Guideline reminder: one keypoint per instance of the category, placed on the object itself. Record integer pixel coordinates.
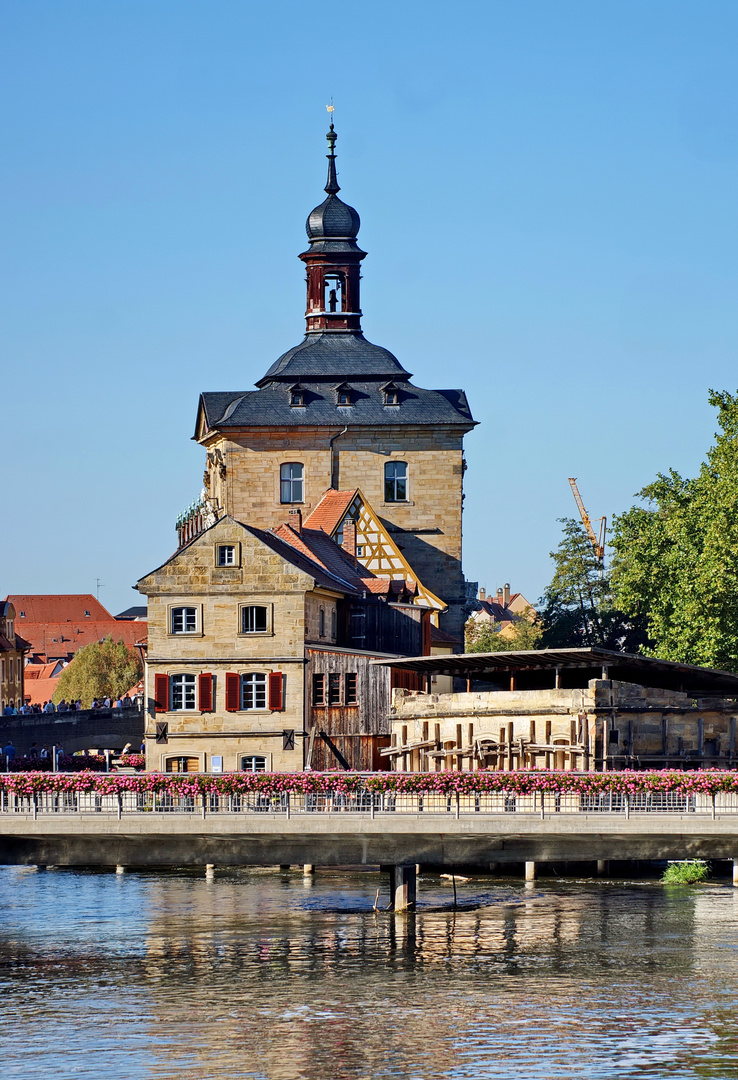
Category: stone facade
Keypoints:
(243, 481)
(232, 649)
(204, 738)
(606, 725)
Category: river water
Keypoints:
(268, 974)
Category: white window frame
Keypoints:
(225, 550)
(187, 691)
(394, 480)
(291, 485)
(253, 688)
(254, 758)
(255, 633)
(180, 608)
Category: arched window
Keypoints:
(333, 293)
(396, 482)
(291, 482)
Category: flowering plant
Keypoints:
(524, 782)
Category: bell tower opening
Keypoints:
(333, 259)
(333, 293)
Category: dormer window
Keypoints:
(344, 394)
(391, 392)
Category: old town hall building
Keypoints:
(329, 532)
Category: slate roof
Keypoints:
(57, 607)
(270, 407)
(335, 355)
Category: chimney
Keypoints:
(349, 543)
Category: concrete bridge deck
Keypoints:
(106, 832)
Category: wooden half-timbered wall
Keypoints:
(346, 736)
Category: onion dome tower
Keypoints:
(333, 259)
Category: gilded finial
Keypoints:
(332, 184)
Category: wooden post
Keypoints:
(403, 886)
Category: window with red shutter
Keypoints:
(161, 690)
(231, 692)
(205, 693)
(276, 696)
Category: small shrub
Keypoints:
(688, 872)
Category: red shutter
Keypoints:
(231, 693)
(205, 692)
(276, 696)
(161, 690)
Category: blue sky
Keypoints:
(547, 192)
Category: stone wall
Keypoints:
(427, 527)
(608, 724)
(89, 729)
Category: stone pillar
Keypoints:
(403, 885)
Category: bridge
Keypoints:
(396, 831)
(90, 728)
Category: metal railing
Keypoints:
(366, 802)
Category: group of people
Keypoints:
(35, 754)
(68, 706)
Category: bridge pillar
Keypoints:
(403, 886)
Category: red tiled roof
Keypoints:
(39, 690)
(58, 608)
(64, 638)
(35, 672)
(330, 510)
(331, 556)
(439, 636)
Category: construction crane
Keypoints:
(596, 541)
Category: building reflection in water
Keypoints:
(262, 973)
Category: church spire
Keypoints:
(333, 259)
(332, 186)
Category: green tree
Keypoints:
(578, 608)
(101, 670)
(675, 564)
(483, 637)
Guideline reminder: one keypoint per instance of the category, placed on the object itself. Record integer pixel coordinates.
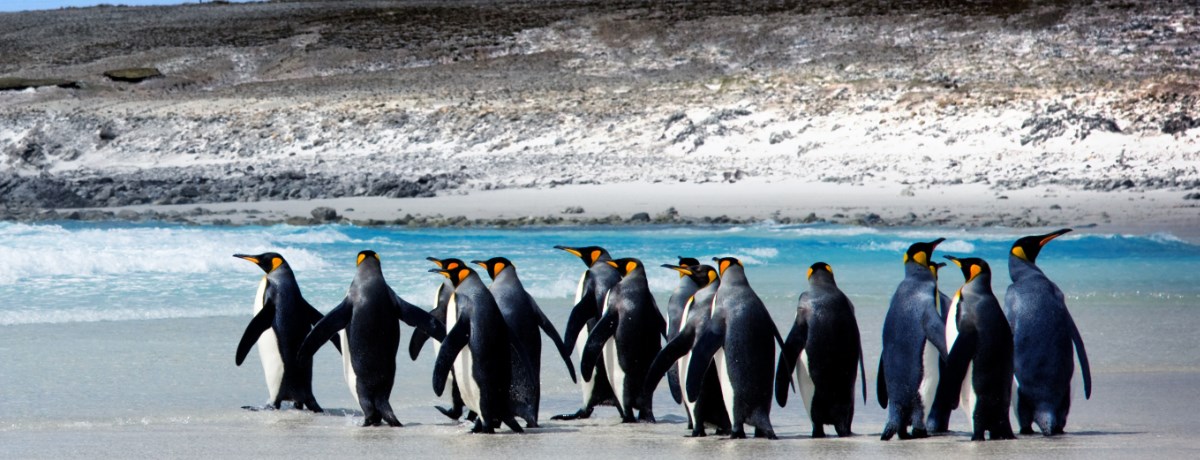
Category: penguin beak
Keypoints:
(571, 250)
(683, 272)
(1053, 236)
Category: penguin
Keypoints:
(441, 306)
(913, 346)
(736, 342)
(679, 298)
(628, 339)
(979, 368)
(282, 318)
(525, 318)
(484, 376)
(708, 410)
(823, 348)
(594, 285)
(367, 322)
(1043, 338)
(939, 418)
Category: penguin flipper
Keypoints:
(453, 344)
(414, 316)
(664, 362)
(1085, 369)
(549, 328)
(790, 352)
(419, 336)
(581, 314)
(709, 341)
(325, 329)
(881, 383)
(600, 334)
(256, 328)
(935, 332)
(315, 317)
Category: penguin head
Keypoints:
(625, 266)
(687, 262)
(971, 267)
(935, 267)
(820, 272)
(456, 275)
(447, 263)
(589, 255)
(265, 261)
(921, 252)
(1027, 248)
(495, 266)
(702, 275)
(367, 256)
(724, 263)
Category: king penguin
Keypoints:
(367, 322)
(825, 350)
(1043, 338)
(594, 285)
(442, 314)
(676, 303)
(913, 346)
(485, 375)
(628, 336)
(282, 318)
(979, 368)
(525, 318)
(739, 341)
(708, 408)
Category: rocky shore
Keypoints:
(330, 100)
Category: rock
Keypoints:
(324, 214)
(17, 84)
(133, 75)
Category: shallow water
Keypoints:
(119, 339)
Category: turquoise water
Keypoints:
(88, 272)
(118, 340)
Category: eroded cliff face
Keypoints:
(316, 100)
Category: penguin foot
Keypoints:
(579, 414)
(891, 430)
(453, 413)
(817, 431)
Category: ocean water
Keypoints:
(118, 340)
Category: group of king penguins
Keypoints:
(940, 352)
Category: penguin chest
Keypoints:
(804, 380)
(612, 364)
(463, 364)
(269, 348)
(723, 376)
(352, 380)
(930, 374)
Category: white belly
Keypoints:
(612, 365)
(967, 398)
(269, 350)
(805, 382)
(352, 380)
(929, 380)
(463, 364)
(723, 375)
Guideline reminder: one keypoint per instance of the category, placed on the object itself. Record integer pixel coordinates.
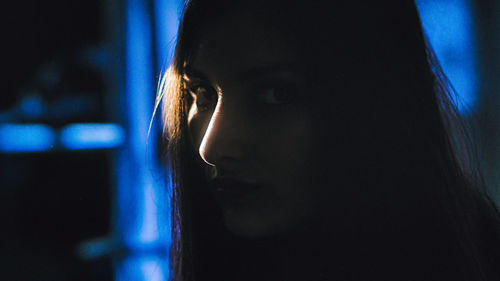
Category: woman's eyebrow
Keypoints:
(255, 73)
(193, 74)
◆ ◆ ◆ ◆ ◆ ◆ ◆
Quote the preceding listing precisely and completely, omitting its images.

#### [Response]
Guideline reminder: one keypoint per instance of the category, placed on the object itself. Record integer pixel coordinates.
Category: stone facade
Keypoints:
(243, 481)
(232, 649)
(204, 738)
(606, 725)
Category: river water
Keypoints:
(268, 974)
Category: white window frame
Keypoints:
(225, 550)
(187, 691)
(394, 480)
(291, 485)
(253, 688)
(254, 758)
(255, 633)
(180, 608)
Category: arched window
Keypoints:
(333, 293)
(396, 482)
(291, 482)
Category: flowering plant
Keypoints:
(524, 782)
Category: bell tower opening
Keypoints:
(333, 259)
(333, 293)
Category: dormer window
Keypoints:
(344, 394)
(391, 392)
Category: old town hall building
Keypoints:
(329, 532)
Category: slate roof
Keypoints:
(57, 607)
(270, 407)
(335, 355)
Category: chimney
Keypoints:
(349, 543)
Category: concrete bridge deck
Keypoints:
(106, 832)
Category: wooden half-timbered wall
Keypoints:
(346, 736)
Category: onion dome tower
Keypoints:
(333, 259)
Category: gilded finial
Keypoints:
(332, 184)
Category: wooden post
Keypoints:
(403, 886)
Category: window with red shutter
Keypoints:
(161, 690)
(231, 692)
(205, 693)
(276, 696)
Category: small shrub
Keypoints:
(688, 872)
Category: red shutter
Keypoints:
(231, 693)
(205, 692)
(276, 696)
(161, 690)
Category: blue sky
Keypoints:
(547, 192)
Category: stone wall
Keypoints:
(427, 527)
(608, 724)
(89, 729)
Category: stone pillar
Keypoints:
(403, 885)
Category: bridge
Keypoints:
(396, 831)
(90, 728)
Category: metal railing
Keypoints:
(366, 802)
Category: group of people
Keypoints:
(35, 754)
(68, 706)
Category: bridge pillar
Keypoints:
(403, 886)
Category: red tiled roof
Keypoints:
(39, 690)
(58, 608)
(64, 638)
(35, 672)
(330, 510)
(331, 556)
(439, 636)
Category: construction crane
Keypoints:
(596, 541)
Category: building reflection in water
Keypoints:
(262, 973)
Category: church spire
Keypoints:
(333, 259)
(332, 186)
Category: green tree
Keypoints:
(578, 608)
(101, 670)
(675, 564)
(483, 637)
Guideline reminder: one keypoint per instance of the category, placed on the object itself. Record integer pixel coordinates.
Category: penguin beak
Keypoints:
(571, 250)
(683, 272)
(1053, 236)
Category: penguin
Keypoints:
(441, 306)
(913, 346)
(736, 342)
(679, 298)
(628, 339)
(979, 368)
(282, 318)
(525, 318)
(484, 376)
(708, 410)
(823, 348)
(594, 285)
(367, 322)
(1043, 338)
(939, 418)
Category: penguin flipper
Keypoints:
(453, 344)
(414, 316)
(664, 362)
(1085, 369)
(549, 328)
(790, 352)
(419, 336)
(581, 314)
(709, 341)
(325, 329)
(881, 383)
(600, 334)
(256, 328)
(935, 332)
(315, 317)
Category: penguin head
Keypoints:
(625, 266)
(687, 262)
(971, 267)
(935, 267)
(820, 272)
(456, 275)
(447, 263)
(589, 255)
(265, 261)
(921, 252)
(1027, 248)
(495, 266)
(702, 275)
(367, 256)
(724, 263)
Category: king penguin
Keypoints:
(367, 322)
(825, 350)
(1043, 338)
(594, 285)
(442, 314)
(676, 303)
(913, 346)
(485, 375)
(628, 336)
(282, 318)
(979, 368)
(525, 318)
(739, 341)
(708, 408)
Category: rocky shore
Keypoints:
(330, 100)
Category: rock
Keypoints:
(324, 214)
(17, 84)
(133, 75)
Category: shallow water
Keypoints:
(119, 339)
Category: turquoise water
Keypoints:
(88, 272)
(118, 340)
Category: eroded cliff face
Keypoints:
(316, 100)
Category: penguin foot
Keypoints:
(579, 414)
(891, 430)
(453, 413)
(817, 431)
Category: ocean water
Keypoints:
(118, 340)
Category: group of king penguins
Keypoints:
(940, 352)
Category: penguin chest
Keypoints:
(804, 380)
(612, 364)
(463, 364)
(269, 348)
(723, 376)
(352, 380)
(930, 374)
Category: white belly
Keypoints:
(612, 365)
(967, 398)
(269, 350)
(805, 382)
(352, 380)
(929, 380)
(463, 364)
(723, 375)
Guideline reminder: one keypoint per instance of the category, placed on the object itself. Record integer pixel coordinates.
Category: woman's eyebrow
Keypoints:
(255, 73)
(193, 74)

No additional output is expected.